Write out every item below word for word, keeping each line unchanged and in the same order.
----- Records shown
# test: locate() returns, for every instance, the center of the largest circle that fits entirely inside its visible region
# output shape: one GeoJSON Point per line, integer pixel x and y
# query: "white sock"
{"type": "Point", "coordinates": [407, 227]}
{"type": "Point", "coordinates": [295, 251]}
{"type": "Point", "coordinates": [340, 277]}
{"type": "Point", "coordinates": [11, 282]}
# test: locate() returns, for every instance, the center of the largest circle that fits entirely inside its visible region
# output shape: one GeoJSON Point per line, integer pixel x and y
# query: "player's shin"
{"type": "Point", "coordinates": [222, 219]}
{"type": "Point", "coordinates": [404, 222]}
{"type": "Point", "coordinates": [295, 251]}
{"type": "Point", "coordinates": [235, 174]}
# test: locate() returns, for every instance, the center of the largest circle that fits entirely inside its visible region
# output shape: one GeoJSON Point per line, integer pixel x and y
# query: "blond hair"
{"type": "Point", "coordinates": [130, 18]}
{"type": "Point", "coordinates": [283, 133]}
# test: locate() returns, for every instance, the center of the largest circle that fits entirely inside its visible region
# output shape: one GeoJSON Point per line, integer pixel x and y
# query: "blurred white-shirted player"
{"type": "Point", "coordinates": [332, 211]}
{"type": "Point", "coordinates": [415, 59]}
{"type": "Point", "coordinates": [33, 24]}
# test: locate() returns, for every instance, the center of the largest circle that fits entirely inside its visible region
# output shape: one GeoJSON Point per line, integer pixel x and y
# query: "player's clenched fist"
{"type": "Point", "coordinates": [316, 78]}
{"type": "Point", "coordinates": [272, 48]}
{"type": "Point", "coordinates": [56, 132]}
----------
*Solution*
# test: locate() returns, for every instance, the center of the largest circle that fits entirely inside its visible region
# output shape: one GeoJSON Point per line, integer pixel x and y
# query: "white sock"
{"type": "Point", "coordinates": [407, 227]}
{"type": "Point", "coordinates": [295, 251]}
{"type": "Point", "coordinates": [340, 277]}
{"type": "Point", "coordinates": [11, 282]}
# test: locate() returns, for every instance, the center of the largest circle that fits entirely inside its visible region
# output shape: one GeoJSON Point per line, integer pixel x and y
# query: "player's shin"
{"type": "Point", "coordinates": [222, 219]}
{"type": "Point", "coordinates": [404, 222]}
{"type": "Point", "coordinates": [295, 251]}
{"type": "Point", "coordinates": [235, 174]}
# test: locate() returns, for every instance, the center of the largest circle that fits entirely inside its visible region
# output shape: one GeoJSON Point per line, integer pixel x and y
# query: "blond hair"
{"type": "Point", "coordinates": [130, 18]}
{"type": "Point", "coordinates": [283, 133]}
# test: locate() returns, for every instance, the center of the largest circle that fits entirely inside its visible region
# output shape: one GeoJSON Point per line, integer pixel x and y
# query: "blurred white-shirted player"
{"type": "Point", "coordinates": [332, 211]}
{"type": "Point", "coordinates": [415, 59]}
{"type": "Point", "coordinates": [33, 24]}
# test: locate() returns, for every instance, the center of the largest circle that fits entirely inside its visible region
# output shape: one GeoJSON Point per line, integer pixel x and y
# query: "player's clenched fist"
{"type": "Point", "coordinates": [316, 78]}
{"type": "Point", "coordinates": [272, 48]}
{"type": "Point", "coordinates": [56, 132]}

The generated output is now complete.